▶ **EXTRACTED RECORDS**

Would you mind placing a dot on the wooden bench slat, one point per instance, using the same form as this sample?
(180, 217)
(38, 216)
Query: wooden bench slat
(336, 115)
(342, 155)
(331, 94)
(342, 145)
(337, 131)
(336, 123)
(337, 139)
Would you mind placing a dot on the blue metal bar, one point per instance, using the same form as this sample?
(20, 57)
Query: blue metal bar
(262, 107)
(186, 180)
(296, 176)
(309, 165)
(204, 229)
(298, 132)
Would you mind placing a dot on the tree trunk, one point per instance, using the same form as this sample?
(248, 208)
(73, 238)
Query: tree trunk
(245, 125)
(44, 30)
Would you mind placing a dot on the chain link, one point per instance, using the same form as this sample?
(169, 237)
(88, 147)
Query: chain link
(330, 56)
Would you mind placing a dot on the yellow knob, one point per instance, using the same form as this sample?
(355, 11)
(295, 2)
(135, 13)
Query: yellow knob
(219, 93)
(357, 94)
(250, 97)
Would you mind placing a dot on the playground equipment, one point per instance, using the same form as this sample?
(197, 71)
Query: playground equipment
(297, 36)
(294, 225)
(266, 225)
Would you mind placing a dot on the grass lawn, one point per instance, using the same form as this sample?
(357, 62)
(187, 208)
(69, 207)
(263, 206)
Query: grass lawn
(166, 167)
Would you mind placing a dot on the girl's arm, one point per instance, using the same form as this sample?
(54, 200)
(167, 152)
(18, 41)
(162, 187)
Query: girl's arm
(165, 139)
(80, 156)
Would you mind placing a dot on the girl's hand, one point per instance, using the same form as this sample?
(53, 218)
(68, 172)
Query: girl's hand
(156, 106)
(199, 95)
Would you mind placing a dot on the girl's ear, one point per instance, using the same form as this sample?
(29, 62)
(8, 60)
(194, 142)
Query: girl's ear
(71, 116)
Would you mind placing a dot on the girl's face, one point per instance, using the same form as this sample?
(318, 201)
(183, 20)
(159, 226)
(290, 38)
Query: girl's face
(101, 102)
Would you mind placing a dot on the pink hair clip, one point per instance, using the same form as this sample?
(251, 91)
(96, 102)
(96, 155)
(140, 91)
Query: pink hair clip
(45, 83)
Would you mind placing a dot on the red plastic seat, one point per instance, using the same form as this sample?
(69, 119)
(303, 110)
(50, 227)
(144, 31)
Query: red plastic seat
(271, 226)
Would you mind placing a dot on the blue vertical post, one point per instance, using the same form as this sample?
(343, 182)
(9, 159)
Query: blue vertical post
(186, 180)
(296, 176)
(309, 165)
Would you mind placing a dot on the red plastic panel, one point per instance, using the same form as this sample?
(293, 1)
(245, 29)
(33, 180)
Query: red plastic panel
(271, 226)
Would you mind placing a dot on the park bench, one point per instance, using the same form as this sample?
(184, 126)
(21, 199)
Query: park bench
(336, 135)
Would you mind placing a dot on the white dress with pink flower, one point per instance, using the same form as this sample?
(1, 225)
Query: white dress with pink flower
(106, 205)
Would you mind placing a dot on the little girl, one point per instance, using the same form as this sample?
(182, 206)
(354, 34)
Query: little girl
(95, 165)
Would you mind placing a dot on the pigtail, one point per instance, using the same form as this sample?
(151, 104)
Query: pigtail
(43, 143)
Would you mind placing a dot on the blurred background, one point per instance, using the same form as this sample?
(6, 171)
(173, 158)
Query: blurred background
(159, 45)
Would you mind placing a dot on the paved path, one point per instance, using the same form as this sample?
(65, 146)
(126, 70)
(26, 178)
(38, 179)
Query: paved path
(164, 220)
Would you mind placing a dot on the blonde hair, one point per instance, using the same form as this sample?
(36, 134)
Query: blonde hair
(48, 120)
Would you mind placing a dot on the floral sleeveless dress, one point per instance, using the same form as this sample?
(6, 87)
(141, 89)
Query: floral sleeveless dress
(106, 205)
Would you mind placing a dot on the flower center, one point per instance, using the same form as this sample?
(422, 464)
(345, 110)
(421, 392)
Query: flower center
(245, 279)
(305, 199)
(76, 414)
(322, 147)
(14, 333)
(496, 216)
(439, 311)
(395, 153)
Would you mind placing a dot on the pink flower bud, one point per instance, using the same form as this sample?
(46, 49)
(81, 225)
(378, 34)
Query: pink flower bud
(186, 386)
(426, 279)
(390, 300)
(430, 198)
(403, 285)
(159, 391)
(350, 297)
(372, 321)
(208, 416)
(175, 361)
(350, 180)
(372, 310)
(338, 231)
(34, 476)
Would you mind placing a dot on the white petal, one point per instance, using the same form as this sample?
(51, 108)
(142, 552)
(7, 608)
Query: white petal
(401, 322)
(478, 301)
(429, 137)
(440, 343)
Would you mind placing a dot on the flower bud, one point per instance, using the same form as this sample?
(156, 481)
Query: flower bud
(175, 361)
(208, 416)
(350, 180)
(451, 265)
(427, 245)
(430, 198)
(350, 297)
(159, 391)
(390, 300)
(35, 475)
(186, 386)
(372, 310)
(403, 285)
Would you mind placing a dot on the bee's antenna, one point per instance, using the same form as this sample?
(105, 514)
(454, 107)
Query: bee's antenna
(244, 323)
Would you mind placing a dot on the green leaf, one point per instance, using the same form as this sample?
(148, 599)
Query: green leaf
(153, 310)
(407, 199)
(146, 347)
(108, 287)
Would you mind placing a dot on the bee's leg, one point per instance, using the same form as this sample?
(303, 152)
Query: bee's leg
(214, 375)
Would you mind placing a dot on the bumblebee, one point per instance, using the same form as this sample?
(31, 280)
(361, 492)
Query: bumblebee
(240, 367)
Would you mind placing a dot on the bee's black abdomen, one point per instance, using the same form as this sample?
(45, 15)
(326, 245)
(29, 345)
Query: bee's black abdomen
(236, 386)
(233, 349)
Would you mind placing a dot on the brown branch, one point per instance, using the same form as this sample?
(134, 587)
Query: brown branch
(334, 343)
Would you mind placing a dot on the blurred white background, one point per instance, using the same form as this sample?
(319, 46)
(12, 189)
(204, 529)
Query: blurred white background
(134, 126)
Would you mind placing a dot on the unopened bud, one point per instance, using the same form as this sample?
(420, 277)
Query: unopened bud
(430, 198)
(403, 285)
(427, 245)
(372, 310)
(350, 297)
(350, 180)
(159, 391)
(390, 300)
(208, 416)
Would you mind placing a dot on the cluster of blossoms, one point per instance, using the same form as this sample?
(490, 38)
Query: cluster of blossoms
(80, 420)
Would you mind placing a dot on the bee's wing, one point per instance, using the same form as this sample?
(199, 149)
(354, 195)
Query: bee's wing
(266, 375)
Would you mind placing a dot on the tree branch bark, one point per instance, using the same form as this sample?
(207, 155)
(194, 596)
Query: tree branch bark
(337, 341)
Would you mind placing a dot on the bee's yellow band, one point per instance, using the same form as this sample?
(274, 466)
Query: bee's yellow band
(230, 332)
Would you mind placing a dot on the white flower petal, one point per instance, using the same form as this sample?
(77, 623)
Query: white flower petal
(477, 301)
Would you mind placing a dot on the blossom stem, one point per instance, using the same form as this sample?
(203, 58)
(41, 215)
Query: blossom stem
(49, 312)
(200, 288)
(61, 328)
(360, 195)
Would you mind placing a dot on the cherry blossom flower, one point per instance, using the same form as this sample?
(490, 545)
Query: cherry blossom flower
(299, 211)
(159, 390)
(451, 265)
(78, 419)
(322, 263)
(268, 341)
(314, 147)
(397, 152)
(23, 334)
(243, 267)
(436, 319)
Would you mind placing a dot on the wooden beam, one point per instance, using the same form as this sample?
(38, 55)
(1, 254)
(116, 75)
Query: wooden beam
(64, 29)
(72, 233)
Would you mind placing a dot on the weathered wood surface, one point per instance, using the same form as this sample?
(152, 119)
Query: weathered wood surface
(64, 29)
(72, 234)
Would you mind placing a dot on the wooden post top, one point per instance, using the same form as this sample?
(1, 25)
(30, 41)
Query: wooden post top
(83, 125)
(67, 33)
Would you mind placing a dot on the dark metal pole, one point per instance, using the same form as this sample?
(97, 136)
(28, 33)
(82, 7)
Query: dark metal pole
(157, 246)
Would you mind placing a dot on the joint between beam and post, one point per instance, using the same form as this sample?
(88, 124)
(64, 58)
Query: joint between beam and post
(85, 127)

▶ **WHAT YOU SHOULD DO**
Could you rewrite the material from the line with "Would you mind placing a dot on the cherry" through the end, changing every "wooden" to "timber" and leaving everything else as it is?

▶ **OUTPUT FOR THIS EXERCISE**
Would you mind placing a dot on the cherry blossom flower, one point per instance, using the same form as this sample?
(490, 545)
Query: cherry blossom flower
(299, 211)
(159, 390)
(451, 265)
(78, 419)
(322, 263)
(268, 341)
(314, 147)
(397, 152)
(23, 334)
(243, 267)
(436, 319)
Would you mind placing a dot on the timber beam, one point per instance, using the same form as this sample?
(38, 55)
(1, 254)
(116, 75)
Query: timber beam
(64, 29)
(72, 233)
Would you mind placing a dot on the weathered wood surface, one point per instance, using the same form as this sample?
(152, 119)
Query: weathered wood surface
(64, 29)
(72, 234)
Would you mind placing a dot on the timber post top, one point per instance, using the same form as this sample?
(1, 25)
(30, 41)
Query: timber post top
(83, 125)
(67, 33)
Would you mind placing a dot on the dark metal pole, one point per instance, using the same form as this sample?
(97, 136)
(28, 33)
(82, 7)
Query: dark metal pole
(157, 246)
Would you mind placing a dot on the joint between beam and post, one point per instance, using the same form as this sample?
(88, 124)
(64, 58)
Query: joint between beam and post
(85, 127)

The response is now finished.